DOCUMENT PASSAGE
========
Hi Adelene,
In SMILES, there’s no way of distinguishing between unknown and
unspecified. Technically in a SMILES string it’s either specified or
unspecified. In an SDF you can also say you have a Rumsfeldian “known
unknown”.

Dave

On Thu, 22 Oct 2020 at 10:07, Adelene LAI <adelene....@uni.lu> wrote:

> Dear Paolo,
>
>
>
> Thanks for updating the gist - it's a really important resource for me and
> probably future RDKit beginners too. Thanks.
>
>
> I like your suggestion to add the unspecifiedBondStereoMeansUnknown flag
> to SmilesParserParams. I think this way  circumvents having to do a
> SS-match + BondStereo replacement loop.
>
>
> To clarify, will implementing the above effectively mean unspecified
> stereo will be depicted as a crossed double bond too?
>
>
> Because then, the only way to differentiate between stereo unspecified and
> stereo unknown would be to run bond.GetStereo(), which would give
> STEREOANY or STEREONONE respectively. I think this would be OK...unless
> depiction-folks have alternative suggestions.
>
>
> Adelene
>
>
>
>
>
>
>
>
>
>
>
>
>
>
>
> Doctoral Researcher
>
> Environmental Cheminformatics
>
> UNIVERSITÉ DU LUXEMBOURG
>
>
> LUXEMBOURG CENTRE FOR SYSTEMS BIOMEDICINE
>
> 6, avenue du Swing
> <https://www.google.com/maps/search/6,+avenue+du+Swing?entry=gmail&source=g>,
> L-4367 Belvaux
>
> T +356 46 66 44 67 18
>
> [image: github.png] adelenelai
>
>
>
>
>
> ------------------------------
> *From:* Paolo Tosco <paolo.tosco.m...@gmail.com>
> *Sent:* Wednesday, October 21, 2020 10:56:24 AM
> *To:* Adelene LAI
> *Cc:* Greg Landrum; rdkit-discuss
>
> *Subject:* Re: [Rdkit-discuss] How to preserve undefined stereochemistry?
>
> Hi Adelene, Greg,
>
> I have updated my gist fixing my gross vocabulary mistake ("undefined" to
> "unspecified") and I have also added an example of the crossed bond
> depiction by changing the BondStereo attribute to STEREOANY.
>
> @Adelene: I think you touched an interesting point here. There are indeed
> cases where it would be nice to address the SMILES ambiguity (no way to
> symbolically discriminate "unspecified" from "unknown") more efficiently
> than by doing a time-consuming (and potentially error-prone)
> substructure match and BondStereo replacement on all input molecules,
> particularly if you have a large number of those.
========
MATERIAL SUPPLIED

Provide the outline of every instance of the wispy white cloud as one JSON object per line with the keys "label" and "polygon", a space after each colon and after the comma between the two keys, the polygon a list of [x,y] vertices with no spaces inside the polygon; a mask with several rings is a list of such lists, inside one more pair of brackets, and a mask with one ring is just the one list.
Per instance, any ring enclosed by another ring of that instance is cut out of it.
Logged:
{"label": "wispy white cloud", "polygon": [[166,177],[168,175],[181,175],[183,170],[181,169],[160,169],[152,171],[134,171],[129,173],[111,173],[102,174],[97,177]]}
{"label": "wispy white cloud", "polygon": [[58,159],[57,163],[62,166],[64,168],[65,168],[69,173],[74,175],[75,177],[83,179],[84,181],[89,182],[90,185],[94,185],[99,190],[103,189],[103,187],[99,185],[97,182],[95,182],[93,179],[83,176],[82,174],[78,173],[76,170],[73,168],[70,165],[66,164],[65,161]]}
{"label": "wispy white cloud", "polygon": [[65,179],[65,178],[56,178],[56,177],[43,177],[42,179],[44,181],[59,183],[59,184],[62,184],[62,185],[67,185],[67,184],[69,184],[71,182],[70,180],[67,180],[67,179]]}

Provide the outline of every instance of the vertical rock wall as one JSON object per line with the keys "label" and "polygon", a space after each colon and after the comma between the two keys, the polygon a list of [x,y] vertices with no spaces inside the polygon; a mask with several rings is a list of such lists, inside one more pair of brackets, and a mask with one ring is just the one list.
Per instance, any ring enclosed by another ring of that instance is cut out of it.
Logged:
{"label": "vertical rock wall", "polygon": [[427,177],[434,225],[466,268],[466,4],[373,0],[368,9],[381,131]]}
========
WHAT IS BEING ASKED
Do these statements agree with the email thread? Answer yes or no for each and quote the words that decide it. (a) SMILES lets you tell unknown stereo apart from unspecified stereo. (b) Adelene favors adding the unspecifiedBondStereoMeansUnknown flag. (c) Paolo's updated gist produces the crossed bond depiction by setting the BondStereo attribute to STEREOANY.

RESULT OF THE TASK
(a) No: "In SMILES, there’s no way of distinguishing between unknown and unspecified."
(b) Yes: "I like your suggestion to add the unspecifiedBondStereoMeansUnknown flag"
(c) Yes: "changing the BondStereo attribute to STEREOANY"